▸ **What this exercise asks**
• a. According to the text on Cairo's Garden City district, which palace was built for Ibrahim Pasha?
• b. Extend the text on Cairo's Garden City district, picking up after its final sentence.

In 2017 Garden City had 5217 residents, making it the most populous shiakha in qism Qasr al-Nil.

| Shiakha | Code 2017 | Population |
|---|---|---|
| Gârdin Sitî (Garden City) | 011702 | 5217 |
| Ismâ`îliyya, al- (Ismaïlia) | 011701 | 1026 |
| Ma`rûf | 011704 | 3727 |
| Qaṣr al-Dûbâra | 011703 | 593 |

==History==
As the Nile's course shifted west away from medieval Cairo, the areas it left behind became swampy plains. During Mohammed Ali's reign in the first half of the 19th century, the area was reclaimed with the swamps filled in and the sandy mounds of Tal al-Akareb (Scorpions Hill) were transformed into orchards and bean fields. Within decades they became royal domain land where a number of palaces were built overlooking the Nile: Kasr al-Dubara for Mohamed Ali's son Ibrahim Pasha, and Kasr al-Aaly (High Palace) for Khedive Ismail's mother.

== Description ==
Garden City, in addition to Zamalek, Maadi, Mohandessin, and Heliopolis, is one of the wealthy residential districts in Greater Cairo. Garden City was developed differently from most of the other neighborhoods and districts in Cairo. It was planned by private investors as opposed to the natural development of cities characterized by the disorganized migration of people. Its landscape, street layout, architecture, and general atmosphere can be explained by both the nature of its founders and Khedive Ismail's attempts to Europeanize Cairo. Garden City was a city strictly planned by private investors wishing to escape the period of national construction that took place until 1952. Its quiet, tree-lined streets, beautiful gardens, and elegant, ornamental palaces coupled with the proximity to the American and British embassies make it an attractive place for affluent Cairenes and tourists. Furthermore, the geography and landscape more closely resemble a lofty, European village. In line with the European feel of the district, Italian architect Beyerly designed the palace. Garden City was modeled after an English garden suburb meant to radiate tranquility and security. Its winding, leafy streets often intersect with each other multiple times and graceful palaces and lofty mansions line the streets next to modern banks and other professional buildings. From the 1880s to the early 1900s, Egyptians from the older neighborhoods flocked to the trendier, up-and-coming parts of the city including Garden City and during the British occupation of Egypt. After 1952, there was a movement in direct response to the period of nationalist construction that took place throughout Egypt. Its European architecture, breezy roads, palm-tree lined streets, and proximity to downtown were contributing factors for a perfect location for the professional elite, like doctors and lawyers, desiring a peaceful lifestyle that differed from many other parts of Cairo where they could still be in the scene (bordering downtown Cairo, Tahrir Square) but live more luxuriously.

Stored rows
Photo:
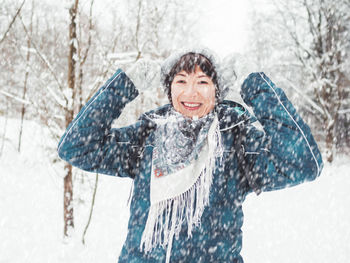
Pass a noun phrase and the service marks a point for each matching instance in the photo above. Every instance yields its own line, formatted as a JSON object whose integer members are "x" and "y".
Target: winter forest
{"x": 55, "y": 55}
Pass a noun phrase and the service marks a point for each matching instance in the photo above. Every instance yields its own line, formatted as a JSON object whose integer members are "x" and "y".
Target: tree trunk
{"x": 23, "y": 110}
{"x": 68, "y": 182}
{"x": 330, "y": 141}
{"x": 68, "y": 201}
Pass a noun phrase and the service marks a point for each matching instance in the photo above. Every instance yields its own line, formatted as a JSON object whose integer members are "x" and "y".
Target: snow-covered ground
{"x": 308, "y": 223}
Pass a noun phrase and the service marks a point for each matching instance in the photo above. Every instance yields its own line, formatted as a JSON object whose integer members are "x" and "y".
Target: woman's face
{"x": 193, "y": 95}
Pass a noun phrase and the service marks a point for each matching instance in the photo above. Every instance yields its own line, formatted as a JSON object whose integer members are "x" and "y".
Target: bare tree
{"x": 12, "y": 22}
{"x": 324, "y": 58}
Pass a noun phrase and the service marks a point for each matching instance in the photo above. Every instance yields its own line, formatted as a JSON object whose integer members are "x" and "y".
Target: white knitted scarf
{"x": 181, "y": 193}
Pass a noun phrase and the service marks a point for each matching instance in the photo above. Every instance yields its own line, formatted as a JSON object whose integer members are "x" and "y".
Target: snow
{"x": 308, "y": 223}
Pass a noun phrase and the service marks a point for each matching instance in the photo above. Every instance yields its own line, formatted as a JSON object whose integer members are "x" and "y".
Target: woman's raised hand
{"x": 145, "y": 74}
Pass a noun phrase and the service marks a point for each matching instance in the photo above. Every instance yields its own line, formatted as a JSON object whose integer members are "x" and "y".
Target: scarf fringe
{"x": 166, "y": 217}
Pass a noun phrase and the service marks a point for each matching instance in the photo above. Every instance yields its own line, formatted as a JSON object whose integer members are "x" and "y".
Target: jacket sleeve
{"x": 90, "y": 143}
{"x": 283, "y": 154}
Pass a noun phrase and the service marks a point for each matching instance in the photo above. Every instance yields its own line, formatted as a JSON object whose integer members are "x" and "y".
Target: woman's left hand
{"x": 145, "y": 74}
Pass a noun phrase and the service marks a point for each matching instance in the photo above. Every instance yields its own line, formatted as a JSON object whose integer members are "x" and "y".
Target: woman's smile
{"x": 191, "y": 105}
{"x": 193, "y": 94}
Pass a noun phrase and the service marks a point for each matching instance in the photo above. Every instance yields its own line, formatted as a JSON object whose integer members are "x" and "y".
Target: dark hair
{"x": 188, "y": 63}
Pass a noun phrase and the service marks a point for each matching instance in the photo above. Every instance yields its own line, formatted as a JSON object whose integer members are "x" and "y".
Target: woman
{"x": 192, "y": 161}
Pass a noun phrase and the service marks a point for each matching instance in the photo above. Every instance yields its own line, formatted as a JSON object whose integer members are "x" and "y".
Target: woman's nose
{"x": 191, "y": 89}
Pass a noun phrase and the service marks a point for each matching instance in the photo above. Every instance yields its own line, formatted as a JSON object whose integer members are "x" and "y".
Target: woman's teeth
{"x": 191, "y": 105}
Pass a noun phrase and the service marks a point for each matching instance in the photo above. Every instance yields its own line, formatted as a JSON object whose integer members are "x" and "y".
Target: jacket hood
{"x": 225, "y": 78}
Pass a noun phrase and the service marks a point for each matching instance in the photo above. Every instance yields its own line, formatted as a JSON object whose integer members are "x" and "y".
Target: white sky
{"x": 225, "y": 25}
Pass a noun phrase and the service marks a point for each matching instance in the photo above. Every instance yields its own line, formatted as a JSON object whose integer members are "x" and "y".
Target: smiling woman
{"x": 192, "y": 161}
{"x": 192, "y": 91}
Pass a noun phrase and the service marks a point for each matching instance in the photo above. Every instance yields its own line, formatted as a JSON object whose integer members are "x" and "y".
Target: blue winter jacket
--
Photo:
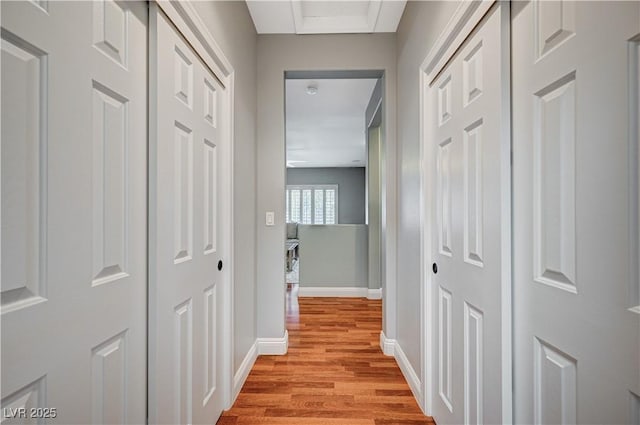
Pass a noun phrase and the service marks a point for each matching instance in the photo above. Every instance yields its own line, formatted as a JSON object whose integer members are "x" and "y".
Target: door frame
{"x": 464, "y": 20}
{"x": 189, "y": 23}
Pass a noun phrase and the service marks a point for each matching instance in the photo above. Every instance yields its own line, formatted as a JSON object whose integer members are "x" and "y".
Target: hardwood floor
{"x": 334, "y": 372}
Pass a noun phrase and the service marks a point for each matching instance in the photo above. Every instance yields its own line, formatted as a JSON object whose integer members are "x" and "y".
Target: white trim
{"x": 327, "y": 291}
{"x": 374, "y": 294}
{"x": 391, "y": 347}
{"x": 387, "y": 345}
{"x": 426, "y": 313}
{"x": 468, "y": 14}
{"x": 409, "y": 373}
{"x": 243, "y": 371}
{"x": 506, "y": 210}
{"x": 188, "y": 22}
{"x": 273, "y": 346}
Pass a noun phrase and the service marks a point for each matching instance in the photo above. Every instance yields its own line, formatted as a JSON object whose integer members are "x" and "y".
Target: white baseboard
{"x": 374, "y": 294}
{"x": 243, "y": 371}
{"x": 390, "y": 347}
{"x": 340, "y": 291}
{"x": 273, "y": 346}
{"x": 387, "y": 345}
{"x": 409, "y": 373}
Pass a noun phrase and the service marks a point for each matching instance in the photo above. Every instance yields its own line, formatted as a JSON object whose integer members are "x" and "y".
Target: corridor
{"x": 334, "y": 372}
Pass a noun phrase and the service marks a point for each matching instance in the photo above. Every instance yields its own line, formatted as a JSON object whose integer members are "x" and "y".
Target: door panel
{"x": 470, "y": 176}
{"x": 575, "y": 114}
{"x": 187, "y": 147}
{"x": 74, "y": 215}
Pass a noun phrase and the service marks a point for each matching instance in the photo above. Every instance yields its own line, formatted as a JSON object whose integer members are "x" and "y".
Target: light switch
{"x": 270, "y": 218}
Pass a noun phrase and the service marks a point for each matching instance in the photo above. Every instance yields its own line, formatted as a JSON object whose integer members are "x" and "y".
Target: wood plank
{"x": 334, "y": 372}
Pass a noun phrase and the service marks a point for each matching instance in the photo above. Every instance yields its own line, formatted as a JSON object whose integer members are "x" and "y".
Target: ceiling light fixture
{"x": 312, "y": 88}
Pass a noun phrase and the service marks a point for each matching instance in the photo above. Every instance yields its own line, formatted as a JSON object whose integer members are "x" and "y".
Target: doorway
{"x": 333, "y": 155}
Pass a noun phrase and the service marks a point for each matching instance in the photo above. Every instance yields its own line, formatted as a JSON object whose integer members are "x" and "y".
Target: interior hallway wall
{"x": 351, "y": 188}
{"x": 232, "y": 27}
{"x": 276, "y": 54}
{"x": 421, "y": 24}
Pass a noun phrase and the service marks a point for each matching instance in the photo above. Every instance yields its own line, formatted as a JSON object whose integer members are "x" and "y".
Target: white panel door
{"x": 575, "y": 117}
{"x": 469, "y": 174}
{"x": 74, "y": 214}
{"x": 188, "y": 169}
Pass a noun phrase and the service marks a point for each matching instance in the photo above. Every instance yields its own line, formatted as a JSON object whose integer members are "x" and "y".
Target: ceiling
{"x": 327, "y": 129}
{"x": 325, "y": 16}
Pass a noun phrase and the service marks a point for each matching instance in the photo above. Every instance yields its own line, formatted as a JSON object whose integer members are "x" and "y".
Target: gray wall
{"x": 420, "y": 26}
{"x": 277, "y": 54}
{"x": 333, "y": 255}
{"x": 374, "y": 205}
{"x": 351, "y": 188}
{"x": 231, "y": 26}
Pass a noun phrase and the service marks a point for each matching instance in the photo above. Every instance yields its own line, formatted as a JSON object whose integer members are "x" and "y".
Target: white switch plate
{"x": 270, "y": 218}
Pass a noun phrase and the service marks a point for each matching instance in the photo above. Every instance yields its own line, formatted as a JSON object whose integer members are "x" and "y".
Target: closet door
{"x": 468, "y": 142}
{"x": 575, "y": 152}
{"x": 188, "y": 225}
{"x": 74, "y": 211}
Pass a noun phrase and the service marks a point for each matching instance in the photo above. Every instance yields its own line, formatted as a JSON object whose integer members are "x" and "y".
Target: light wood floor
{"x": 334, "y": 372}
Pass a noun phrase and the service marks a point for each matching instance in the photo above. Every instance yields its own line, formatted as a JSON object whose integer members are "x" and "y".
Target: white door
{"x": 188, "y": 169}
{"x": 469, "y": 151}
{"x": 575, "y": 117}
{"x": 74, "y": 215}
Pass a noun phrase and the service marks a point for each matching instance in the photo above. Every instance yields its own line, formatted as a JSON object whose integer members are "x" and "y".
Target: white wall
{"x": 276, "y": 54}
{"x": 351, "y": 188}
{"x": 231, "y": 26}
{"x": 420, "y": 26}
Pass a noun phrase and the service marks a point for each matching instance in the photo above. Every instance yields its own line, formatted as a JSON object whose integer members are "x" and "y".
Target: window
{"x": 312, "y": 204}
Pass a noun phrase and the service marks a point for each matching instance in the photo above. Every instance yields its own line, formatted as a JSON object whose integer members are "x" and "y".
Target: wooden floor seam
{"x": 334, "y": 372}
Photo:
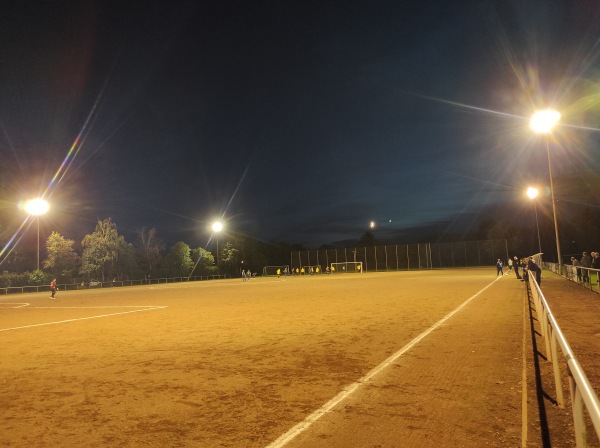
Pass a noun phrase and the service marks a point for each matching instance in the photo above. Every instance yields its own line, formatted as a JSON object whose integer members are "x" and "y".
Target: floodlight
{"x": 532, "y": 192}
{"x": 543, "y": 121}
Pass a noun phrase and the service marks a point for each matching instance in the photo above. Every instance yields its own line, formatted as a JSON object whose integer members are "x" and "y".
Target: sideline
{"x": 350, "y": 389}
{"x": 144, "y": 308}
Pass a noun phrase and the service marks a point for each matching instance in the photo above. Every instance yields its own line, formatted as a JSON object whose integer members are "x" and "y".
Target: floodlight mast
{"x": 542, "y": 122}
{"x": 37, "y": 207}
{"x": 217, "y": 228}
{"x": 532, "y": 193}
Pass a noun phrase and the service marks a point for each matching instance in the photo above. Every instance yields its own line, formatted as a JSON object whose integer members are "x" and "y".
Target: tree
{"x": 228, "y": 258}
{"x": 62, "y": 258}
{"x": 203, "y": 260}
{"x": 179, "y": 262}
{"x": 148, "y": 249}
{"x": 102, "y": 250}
---
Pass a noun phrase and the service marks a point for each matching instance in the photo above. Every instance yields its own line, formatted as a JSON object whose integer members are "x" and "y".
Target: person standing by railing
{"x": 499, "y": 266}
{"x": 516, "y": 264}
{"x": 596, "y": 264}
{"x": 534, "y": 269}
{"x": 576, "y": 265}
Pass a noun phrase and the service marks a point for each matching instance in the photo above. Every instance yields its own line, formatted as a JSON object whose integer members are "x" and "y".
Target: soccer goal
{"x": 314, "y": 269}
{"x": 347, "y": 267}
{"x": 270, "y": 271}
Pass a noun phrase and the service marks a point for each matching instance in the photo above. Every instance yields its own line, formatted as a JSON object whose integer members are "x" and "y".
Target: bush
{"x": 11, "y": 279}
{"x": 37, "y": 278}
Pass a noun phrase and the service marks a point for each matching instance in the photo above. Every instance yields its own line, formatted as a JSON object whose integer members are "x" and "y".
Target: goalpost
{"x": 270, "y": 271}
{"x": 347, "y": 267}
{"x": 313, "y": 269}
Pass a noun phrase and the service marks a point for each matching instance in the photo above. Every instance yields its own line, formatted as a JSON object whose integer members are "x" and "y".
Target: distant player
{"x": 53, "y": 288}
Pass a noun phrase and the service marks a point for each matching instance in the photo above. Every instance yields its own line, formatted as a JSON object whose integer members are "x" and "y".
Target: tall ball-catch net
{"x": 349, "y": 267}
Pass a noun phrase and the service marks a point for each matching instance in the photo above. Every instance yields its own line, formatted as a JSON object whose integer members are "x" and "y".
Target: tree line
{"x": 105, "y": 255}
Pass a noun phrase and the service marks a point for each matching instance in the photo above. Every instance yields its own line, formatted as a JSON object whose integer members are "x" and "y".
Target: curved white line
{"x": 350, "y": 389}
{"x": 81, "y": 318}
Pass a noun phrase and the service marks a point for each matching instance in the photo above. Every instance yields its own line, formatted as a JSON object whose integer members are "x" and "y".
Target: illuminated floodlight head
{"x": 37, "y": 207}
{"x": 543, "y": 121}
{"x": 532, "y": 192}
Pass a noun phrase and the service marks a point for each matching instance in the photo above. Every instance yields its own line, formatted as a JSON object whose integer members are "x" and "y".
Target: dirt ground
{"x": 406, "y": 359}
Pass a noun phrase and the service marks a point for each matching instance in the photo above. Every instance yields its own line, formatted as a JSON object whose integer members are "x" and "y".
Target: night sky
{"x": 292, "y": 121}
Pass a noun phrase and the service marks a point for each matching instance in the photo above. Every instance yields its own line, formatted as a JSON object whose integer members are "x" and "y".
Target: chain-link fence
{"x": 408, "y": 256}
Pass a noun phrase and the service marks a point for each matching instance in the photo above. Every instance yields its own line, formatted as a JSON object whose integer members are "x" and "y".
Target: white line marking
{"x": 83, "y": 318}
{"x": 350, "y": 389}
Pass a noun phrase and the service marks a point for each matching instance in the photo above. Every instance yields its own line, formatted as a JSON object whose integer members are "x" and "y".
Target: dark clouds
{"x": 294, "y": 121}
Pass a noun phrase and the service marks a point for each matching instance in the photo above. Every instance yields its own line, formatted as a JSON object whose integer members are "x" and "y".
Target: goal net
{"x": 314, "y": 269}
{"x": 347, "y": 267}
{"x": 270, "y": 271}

▸ **Answers to the problems**
• a. Kasr al-Dubara

• b.
==Role in the Egyptian Revolution==
For the most part, the low-key atmosphere of Garden City and collection of wealthy residents meant that Garden City was not politically active during the Egyptian Revolution so-called Arabic Spring. In fact, throughout the majority of political and technological upheaval throughout Cairo, Garden City managed to maintain its chic first class appearance. On September 11, 2012, Egyptian protesters, in retaliation of the video ridiculing Muhammad, stormed the US embassy and staged revolts. However, in anticipation of the anniversary of 9/11, most employees had already gone home and so very few were actually inside the building at the time. This security breach highlights the lack of immediately responsive military forces in Garden City, an area known for its peace and quiet. Furthermore, despite the relative low-key atmosphere, there were reports of thug violence in March 2013 which did not last long after. Garden City residents reported that bullies set up blockades on certain streets at night, stopping cars and demanding money. If the car's inhabitants did not pay the 500 Egyptian pounds, the bullies would damage the cars. This also is a huge downfall in the tranquil reputation of Garden City and its paradise-esque rows of breezy, tree-lined streets. Later through the years, the tranquility and peace through the country returned making Garden City and neighborhoods alike safe again and even more tranquil.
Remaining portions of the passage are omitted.